● **SHORT PROBLEM 1**: In the carriage tour text, where did the lady who wanted a bucket painted live?

● **DOCUMENT TEXT**:
## Begin

A Bavarian Carriage Tour, or Kutschen-Tour

Earlier this year the familiar little guitar strum (that’s what it sounds like to me) on my phone went off notifying me of activity on my Etsy account.  It was a message from a lady interested in commissioning me to paint a bucket for her.  As we messaged back and forth regarding details, I discovered she lived in Bavaria, as in Bavaria, Germany!  I am always amazed at how we can connect with people from all over the world, and am so honored when they appreciate my art.

She wanted the images to be of her and her husband driving her horse and carriage.  The tricky part was she wanted the bucket in a particular size range, and, she wanted it to be oval.  I said I would do some checking and get back with her, and I really didn’t think it would be too difficult to find something that would work as there are a lot of oval metal buckets out there.

## End

Dataset rows

## Begin

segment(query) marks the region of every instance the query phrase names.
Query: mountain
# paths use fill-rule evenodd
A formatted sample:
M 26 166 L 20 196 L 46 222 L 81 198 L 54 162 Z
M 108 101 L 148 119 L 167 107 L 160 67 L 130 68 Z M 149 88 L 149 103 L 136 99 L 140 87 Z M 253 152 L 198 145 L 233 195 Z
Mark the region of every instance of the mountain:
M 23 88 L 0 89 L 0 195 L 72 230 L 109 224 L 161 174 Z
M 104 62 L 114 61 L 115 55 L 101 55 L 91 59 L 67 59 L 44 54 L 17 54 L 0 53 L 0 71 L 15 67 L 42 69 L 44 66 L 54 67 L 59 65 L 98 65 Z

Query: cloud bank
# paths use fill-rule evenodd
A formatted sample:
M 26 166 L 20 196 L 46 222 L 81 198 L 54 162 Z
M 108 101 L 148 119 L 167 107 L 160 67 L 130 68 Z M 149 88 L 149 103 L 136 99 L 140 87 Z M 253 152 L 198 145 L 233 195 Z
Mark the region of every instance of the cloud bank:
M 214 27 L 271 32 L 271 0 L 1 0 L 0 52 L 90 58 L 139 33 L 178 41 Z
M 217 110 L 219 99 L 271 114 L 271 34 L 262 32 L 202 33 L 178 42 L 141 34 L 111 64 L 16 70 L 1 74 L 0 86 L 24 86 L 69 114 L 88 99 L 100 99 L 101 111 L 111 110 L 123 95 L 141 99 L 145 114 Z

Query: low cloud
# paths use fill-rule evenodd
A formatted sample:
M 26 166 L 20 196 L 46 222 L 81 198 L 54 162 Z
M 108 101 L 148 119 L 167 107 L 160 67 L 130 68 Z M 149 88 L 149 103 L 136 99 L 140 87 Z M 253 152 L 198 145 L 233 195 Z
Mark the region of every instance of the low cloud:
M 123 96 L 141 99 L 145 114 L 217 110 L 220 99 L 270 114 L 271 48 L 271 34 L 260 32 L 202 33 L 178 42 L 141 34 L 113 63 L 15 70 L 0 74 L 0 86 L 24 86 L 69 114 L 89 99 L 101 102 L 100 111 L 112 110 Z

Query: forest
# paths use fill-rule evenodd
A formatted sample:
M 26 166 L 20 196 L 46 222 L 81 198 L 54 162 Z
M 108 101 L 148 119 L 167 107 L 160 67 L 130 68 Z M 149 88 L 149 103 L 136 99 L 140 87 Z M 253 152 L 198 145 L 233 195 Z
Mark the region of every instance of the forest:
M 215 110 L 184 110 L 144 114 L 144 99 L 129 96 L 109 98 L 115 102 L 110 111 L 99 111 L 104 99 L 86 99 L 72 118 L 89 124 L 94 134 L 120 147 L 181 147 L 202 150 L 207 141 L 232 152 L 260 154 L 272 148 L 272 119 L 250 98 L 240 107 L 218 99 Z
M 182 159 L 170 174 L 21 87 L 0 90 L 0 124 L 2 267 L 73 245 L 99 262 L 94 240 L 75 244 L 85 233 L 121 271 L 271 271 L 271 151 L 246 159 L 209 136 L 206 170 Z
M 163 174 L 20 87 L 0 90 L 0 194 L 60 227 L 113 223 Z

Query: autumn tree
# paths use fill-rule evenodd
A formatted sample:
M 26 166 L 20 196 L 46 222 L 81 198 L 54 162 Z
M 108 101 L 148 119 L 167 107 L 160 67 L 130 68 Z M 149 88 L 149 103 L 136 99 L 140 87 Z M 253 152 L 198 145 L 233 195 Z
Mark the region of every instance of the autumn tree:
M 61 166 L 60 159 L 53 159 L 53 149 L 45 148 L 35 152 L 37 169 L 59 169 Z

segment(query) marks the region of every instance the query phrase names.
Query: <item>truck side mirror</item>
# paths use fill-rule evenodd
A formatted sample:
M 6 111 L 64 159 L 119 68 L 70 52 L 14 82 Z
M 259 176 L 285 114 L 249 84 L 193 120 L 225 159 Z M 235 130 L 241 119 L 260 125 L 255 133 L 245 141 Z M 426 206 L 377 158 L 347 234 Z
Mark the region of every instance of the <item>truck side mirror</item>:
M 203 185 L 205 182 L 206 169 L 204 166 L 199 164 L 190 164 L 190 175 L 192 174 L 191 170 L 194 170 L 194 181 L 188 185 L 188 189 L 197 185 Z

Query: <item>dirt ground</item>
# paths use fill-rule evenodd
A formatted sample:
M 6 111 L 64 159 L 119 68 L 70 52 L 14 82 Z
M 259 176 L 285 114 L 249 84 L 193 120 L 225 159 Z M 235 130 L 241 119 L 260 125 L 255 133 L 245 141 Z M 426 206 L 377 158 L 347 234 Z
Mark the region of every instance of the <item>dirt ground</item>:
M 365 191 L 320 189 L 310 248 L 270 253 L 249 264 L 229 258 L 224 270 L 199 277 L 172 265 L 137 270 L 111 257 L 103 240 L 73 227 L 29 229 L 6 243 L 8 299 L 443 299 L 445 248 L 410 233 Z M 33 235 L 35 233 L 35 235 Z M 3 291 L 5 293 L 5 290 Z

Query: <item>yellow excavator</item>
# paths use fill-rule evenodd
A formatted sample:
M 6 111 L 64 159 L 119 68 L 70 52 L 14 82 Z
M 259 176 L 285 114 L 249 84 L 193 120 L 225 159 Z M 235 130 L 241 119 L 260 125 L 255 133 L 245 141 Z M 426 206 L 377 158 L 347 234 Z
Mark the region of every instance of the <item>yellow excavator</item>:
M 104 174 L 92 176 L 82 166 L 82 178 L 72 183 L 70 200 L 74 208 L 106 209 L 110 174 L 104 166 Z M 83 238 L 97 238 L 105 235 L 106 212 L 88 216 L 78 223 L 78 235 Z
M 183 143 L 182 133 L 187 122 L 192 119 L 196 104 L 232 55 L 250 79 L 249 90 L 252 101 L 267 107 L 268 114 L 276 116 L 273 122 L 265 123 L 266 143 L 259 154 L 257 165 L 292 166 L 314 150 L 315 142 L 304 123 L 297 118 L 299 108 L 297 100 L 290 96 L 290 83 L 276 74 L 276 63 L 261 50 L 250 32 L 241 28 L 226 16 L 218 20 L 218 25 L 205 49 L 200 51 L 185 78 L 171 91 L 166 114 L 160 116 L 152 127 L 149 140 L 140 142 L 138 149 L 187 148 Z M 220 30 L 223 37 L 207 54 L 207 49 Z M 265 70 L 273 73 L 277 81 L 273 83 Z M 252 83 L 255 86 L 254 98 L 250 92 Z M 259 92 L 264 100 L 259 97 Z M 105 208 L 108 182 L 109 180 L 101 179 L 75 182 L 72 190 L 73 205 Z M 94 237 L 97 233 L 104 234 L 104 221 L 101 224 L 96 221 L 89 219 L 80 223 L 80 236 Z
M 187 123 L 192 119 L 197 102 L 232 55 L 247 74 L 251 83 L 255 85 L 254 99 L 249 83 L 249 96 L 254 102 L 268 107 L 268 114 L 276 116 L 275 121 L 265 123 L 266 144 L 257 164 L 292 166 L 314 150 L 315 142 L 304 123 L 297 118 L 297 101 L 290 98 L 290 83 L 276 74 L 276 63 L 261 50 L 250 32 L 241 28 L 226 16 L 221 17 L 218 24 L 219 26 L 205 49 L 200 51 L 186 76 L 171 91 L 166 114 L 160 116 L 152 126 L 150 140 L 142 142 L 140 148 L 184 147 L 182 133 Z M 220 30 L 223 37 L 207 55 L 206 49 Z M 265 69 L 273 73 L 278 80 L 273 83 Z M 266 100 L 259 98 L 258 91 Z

## End

● **SHORT PROBLEM 2**: Please replace "formatted sample" with "worked example" in the records, covering everything from the line containing "Query: autumn tree" down to the line containing "M 203 185 L". Return only those lines, otherwise unchanged.

● **WRITTEN RESPONSE 1**: Bavaria, Germany.

● **WRITTEN RESPONSE 2**:
Query: autumn tree
# paths use fill-rule evenodd
A worked example:
M 26 166 L 20 196 L 46 222 L 81 198 L 54 162 Z
M 108 101 L 148 119 L 167 107 L 160 67 L 130 68 Z M 149 88 L 149 103 L 136 99 L 140 87 Z M 253 152 L 198 145 L 233 195 Z
Mark the region of every instance of the autumn tree:
M 61 166 L 60 159 L 53 159 L 53 149 L 45 148 L 35 152 L 37 169 L 59 169 Z

segment(query) marks the region of every instance the query phrase names.
Query: <item>truck side mirror</item>
# paths use fill-rule evenodd
A worked example:
M 6 111 L 64 159 L 119 68 L 70 52 L 14 82 Z
M 259 176 L 285 114 L 249 84 L 193 120 L 225 159 Z M 235 130 L 241 119 L 260 125 L 255 133 L 245 141 Z M 426 206 L 377 158 L 347 234 Z
Mark the region of every instance of the <item>truck side mirror</item>:
M 203 185 L 205 182 L 206 169 L 204 166 L 199 164 L 190 164 L 190 175 L 192 174 L 191 170 L 194 170 L 194 181 L 188 185 L 188 189 L 197 185 Z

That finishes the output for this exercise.